● **Written task**: Collect every line in the rows below that contains the word "thyme", and copy each such line in full.

● **Data provided**:
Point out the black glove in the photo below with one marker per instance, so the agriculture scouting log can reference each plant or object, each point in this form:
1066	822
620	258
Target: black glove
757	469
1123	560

...

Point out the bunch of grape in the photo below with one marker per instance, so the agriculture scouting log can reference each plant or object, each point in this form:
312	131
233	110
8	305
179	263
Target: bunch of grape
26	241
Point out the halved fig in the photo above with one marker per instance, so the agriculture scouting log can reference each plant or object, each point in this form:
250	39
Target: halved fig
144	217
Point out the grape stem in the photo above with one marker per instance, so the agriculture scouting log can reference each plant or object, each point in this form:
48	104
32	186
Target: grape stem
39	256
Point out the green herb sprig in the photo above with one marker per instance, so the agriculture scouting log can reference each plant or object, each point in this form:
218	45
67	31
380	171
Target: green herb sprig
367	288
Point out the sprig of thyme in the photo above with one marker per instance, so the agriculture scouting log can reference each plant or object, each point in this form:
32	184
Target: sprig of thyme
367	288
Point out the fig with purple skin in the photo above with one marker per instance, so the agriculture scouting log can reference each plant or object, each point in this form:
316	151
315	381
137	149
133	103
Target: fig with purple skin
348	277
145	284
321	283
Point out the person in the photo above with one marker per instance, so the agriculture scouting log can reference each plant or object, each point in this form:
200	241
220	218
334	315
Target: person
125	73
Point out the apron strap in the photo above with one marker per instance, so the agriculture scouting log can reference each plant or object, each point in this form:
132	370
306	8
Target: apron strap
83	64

* * *

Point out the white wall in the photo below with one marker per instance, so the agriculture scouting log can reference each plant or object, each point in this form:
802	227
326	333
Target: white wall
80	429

● **Solution to this problem**:
Point out the sprig of thyme in the photo above with one marker per instance, so the agriculture scouting log can reference each plant or object, each point in this form:
Target: sprig of thyme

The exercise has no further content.